» **SHORT TASK**
Could you continue the forum post about Turing.jl MCMC chains getting stuck, starting after its final sentence?

» **PASSAGE**
━━━━━━━━━━━━━━━━

Turing.jl/MCMC: Chains getting stuck

I want ask for advice or insight as to why my MCMC chains could be stuck even when using HMC on a uni-modal posterior.

I’m doing parameter calibration of pedestrian models (systems of non-linear ODEs) using Turing.jl. If we generate synthetic data using the model, then inferring the parameters from this data over a short time period (<1s) is a well-posed and well-conditioned problem, as there is little time for the pedestrians’ trajectories to be “chaotically” altered. However, extending the inference to times greater than a few seconds, the chains entirely fail to explore the parameter space and get completely stuck. That is to say, they still accept proposals, it’s just that these proposals are very close to each other, so the chain never moves.

━━━━━━━━━━━━━━━━

» **RECORD LIST**
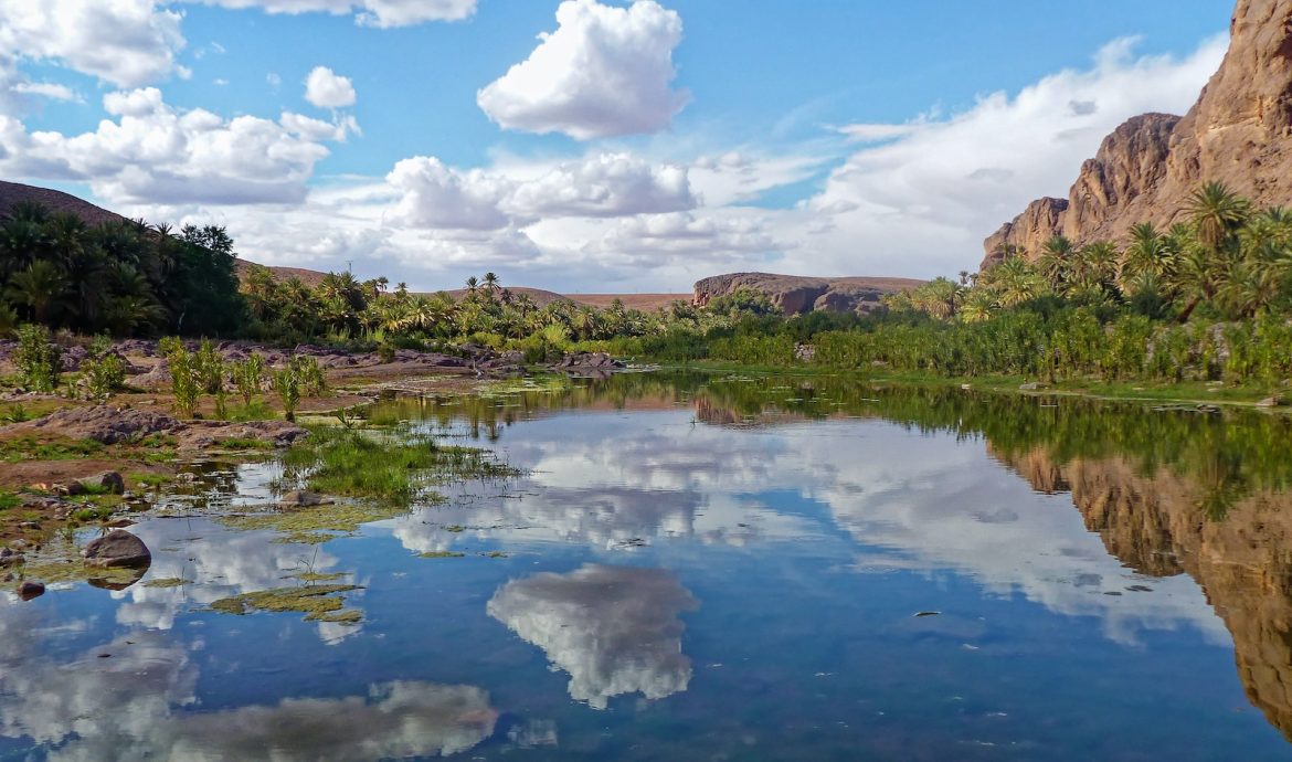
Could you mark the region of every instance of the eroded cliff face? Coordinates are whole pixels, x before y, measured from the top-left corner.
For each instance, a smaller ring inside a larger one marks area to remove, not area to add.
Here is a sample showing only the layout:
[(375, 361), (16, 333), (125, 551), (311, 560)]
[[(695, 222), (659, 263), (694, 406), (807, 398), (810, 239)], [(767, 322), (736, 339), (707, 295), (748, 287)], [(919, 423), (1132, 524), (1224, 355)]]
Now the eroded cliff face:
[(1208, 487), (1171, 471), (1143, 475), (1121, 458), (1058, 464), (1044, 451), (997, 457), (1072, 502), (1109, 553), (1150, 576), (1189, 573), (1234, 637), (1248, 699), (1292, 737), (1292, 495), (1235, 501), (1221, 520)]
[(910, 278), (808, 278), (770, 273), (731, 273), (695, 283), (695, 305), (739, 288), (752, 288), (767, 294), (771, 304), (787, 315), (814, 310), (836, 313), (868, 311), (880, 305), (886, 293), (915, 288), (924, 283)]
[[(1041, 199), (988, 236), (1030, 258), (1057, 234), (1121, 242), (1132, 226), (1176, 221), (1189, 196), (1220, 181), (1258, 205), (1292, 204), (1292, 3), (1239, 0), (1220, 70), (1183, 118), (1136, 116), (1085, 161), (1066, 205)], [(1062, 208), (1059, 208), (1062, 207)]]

━━━━━━━━━━━━━━━━

» **OUTPUT FOR THIS TASK**
I am confused as to why this would happen, given that I am using HMC (NUTS), which was specifically created to address the issue of non-exploration. The posterior in question looks like this:

image

Which doesn’t strike me as particularly difficult to identify. That said, I’m so new to MCMC that there could be something obvious that I’m missing. One thing I haven’t done is check the identifiability of my parameters using the relevant SciML tools.

Here’s what an example trace plot looks like for my problem:

I think that a MWE would be beneficial, otherwise it’s quite difficult to help.

I apologise for not having done so already. I will do my best, but I’ve been advised not to share too much of the code I’m using so I don’t know how useful it will ultimately be.

Then simulate som data, if you cannot reveal the real data. I think that would make more people able to help.

What sort of data would be useful? I have saved some chains saved, and some data from the output of my ODE.

Edit: I think I misinterpreted your comment: It’s not the data that is not shareable, but the code itself cannot be shared publicly due to how the automatic code plagiarism detection works. I can try to come up with a MWE but even then I’m not sure how useful it will be because the setup and model are quite particular.

Sorry for being off topic, but can you share the code to make the visualization of the posterior? I haven’t been able to figure out how to do so.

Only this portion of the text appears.